**MATERIALS PROVIDED:**
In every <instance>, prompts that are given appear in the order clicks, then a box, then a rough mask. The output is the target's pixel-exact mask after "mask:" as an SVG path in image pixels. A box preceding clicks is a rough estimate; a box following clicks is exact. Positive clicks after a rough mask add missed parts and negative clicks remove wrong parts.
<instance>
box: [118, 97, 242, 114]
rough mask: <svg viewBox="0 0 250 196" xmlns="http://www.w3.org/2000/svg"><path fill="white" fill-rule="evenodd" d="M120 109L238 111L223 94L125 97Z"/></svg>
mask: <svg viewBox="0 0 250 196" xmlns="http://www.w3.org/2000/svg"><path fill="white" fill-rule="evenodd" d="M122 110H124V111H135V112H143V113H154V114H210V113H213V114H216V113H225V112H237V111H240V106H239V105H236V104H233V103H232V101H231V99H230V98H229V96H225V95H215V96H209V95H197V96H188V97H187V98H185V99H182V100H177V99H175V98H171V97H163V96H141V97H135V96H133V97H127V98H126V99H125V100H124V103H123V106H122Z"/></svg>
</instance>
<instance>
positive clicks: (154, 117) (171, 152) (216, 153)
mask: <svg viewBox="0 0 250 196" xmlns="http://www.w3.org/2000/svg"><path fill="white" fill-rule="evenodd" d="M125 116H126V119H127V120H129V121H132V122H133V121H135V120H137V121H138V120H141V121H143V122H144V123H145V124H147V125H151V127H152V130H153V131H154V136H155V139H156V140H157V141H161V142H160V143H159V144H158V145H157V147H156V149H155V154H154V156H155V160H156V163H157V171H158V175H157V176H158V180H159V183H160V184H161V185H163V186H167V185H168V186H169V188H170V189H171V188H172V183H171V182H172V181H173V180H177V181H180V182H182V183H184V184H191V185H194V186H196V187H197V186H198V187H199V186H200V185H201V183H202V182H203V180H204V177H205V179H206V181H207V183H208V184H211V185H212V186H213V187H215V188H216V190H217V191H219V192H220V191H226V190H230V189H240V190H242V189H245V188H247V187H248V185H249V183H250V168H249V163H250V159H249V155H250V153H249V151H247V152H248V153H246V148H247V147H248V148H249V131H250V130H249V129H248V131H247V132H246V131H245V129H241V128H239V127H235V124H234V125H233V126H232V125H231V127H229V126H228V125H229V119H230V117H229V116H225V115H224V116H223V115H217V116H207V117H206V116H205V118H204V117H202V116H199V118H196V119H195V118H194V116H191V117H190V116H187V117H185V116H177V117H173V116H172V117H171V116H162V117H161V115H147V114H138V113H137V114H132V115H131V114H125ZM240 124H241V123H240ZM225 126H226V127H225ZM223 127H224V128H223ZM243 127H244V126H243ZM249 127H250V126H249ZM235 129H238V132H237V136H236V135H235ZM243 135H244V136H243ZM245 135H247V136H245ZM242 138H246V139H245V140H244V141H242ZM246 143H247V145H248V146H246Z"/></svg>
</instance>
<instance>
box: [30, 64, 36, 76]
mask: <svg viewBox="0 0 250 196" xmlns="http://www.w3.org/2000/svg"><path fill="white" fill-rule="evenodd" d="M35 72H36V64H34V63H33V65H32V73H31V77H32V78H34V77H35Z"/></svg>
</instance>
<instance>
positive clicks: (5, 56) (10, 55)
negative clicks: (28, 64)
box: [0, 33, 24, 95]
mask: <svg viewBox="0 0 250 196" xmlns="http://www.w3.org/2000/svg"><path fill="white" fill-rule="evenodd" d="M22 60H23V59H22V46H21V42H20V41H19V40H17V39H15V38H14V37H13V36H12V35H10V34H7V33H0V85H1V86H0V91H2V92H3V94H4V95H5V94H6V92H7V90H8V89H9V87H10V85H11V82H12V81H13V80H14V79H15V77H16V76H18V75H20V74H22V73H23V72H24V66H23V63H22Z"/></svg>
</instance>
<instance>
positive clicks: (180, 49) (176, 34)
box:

**TASK TO CARRY OUT:** Format every line of the items above as a Markdown table with the columns Line and Item text, numbering the lines in order and leaving out any blank lines.

**SOLVED PROBLEM:**
| Line | Item text |
|---|---|
| 1 | In every <instance>, prompts that are given appear in the order clicks, then a box, then a rough mask. The output is the target's pixel-exact mask after "mask:" as an SVG path in image pixels. A box preceding clicks is a rough estimate; a box following clicks is exact. Positive clicks after a rough mask add missed parts and negative clicks remove wrong parts. |
| 2 | <instance> |
| 3 | box: [118, 97, 242, 114] |
| 4 | rough mask: <svg viewBox="0 0 250 196" xmlns="http://www.w3.org/2000/svg"><path fill="white" fill-rule="evenodd" d="M120 109L238 111L223 94L125 97Z"/></svg> |
| 5 | mask: <svg viewBox="0 0 250 196" xmlns="http://www.w3.org/2000/svg"><path fill="white" fill-rule="evenodd" d="M122 110H124V111H135V112H143V113H154V114H210V113H213V114H216V113H225V112H237V111H240V106H239V105H236V104H233V103H232V101H231V99H230V98H229V96H225V95H215V96H209V95H197V96H188V97H187V98H185V99H182V100H177V99H175V98H171V97H163V96H141V97H135V96H133V97H127V98H126V99H125V100H124V103H123V106H122Z"/></svg> |
| 6 | </instance> |
| 7 | <instance> |
| 8 | positive clicks: (154, 117) (171, 152) (216, 153) |
| 9 | mask: <svg viewBox="0 0 250 196" xmlns="http://www.w3.org/2000/svg"><path fill="white" fill-rule="evenodd" d="M125 116H126V119H127V120H129V121H132V122H133V121H135V120H137V121H138V120H141V121H143V122H144V123H145V124H147V125H151V127H152V130H153V131H154V136H155V139H156V140H157V141H161V142H160V143H159V144H158V145H157V147H156V149H155V154H154V156H155V160H156V163H157V171H158V175H157V176H158V180H159V183H160V184H161V185H163V186H167V185H168V186H169V188H170V189H171V188H172V183H171V182H172V181H173V180H177V181H180V182H182V183H184V184H191V185H194V186H196V187H197V186H198V187H199V186H200V185H201V183H202V182H203V180H204V177H205V179H206V181H207V183H208V184H211V185H212V186H213V187H215V188H216V190H217V191H219V192H220V191H226V190H230V189H240V190H242V189H245V188H247V187H248V185H249V183H250V168H249V163H250V159H249V155H250V153H249V151H247V152H248V153H246V148H247V147H248V148H249V131H250V130H249V129H248V131H247V132H246V131H245V129H241V128H239V127H235V124H234V125H233V126H232V125H231V127H229V126H228V125H229V119H230V117H229V116H225V115H224V116H223V115H217V116H207V117H206V116H205V118H204V117H202V116H199V118H196V119H195V118H194V116H191V117H190V116H187V117H185V116H177V117H173V116H172V117H171V116H162V117H161V115H147V114H138V113H137V114H132V115H131V114H125ZM240 124H241V123H240ZM225 126H226V127H225ZM223 127H224V128H223ZM243 127H244V126H243ZM249 127H250V126H249ZM235 129H238V132H237V136H236V135H235ZM243 135H244V136H243ZM245 135H247V136H245ZM242 138H246V139H245V140H244V141H242ZM246 143H247V145H248V146H246Z"/></svg> |
| 10 | </instance> |
| 11 | <instance> |
| 12 | box: [30, 64, 36, 76] |
| 13 | mask: <svg viewBox="0 0 250 196" xmlns="http://www.w3.org/2000/svg"><path fill="white" fill-rule="evenodd" d="M35 72H36V64H34V63H33V65H32V73H31V77H32V78H34V77H35Z"/></svg> |
| 14 | </instance> |
| 15 | <instance> |
| 16 | positive clicks: (5, 56) (10, 55) |
| 17 | negative clicks: (28, 64) |
| 18 | box: [0, 33, 24, 95] |
| 19 | mask: <svg viewBox="0 0 250 196" xmlns="http://www.w3.org/2000/svg"><path fill="white" fill-rule="evenodd" d="M22 60H23V59H22V46H21V42H20V41H19V40H17V39H15V38H14V37H13V36H12V35H10V34H7V33H0V85H1V86H0V91H2V92H3V94H4V95H5V94H6V92H7V90H8V89H9V87H10V85H11V82H12V81H13V80H14V79H15V77H16V76H18V75H20V74H22V73H23V72H24V66H23V63H22Z"/></svg> |
| 20 | </instance> |
| 21 | <instance> |
| 22 | positive clicks: (180, 49) (176, 34) |
| 23 | box: |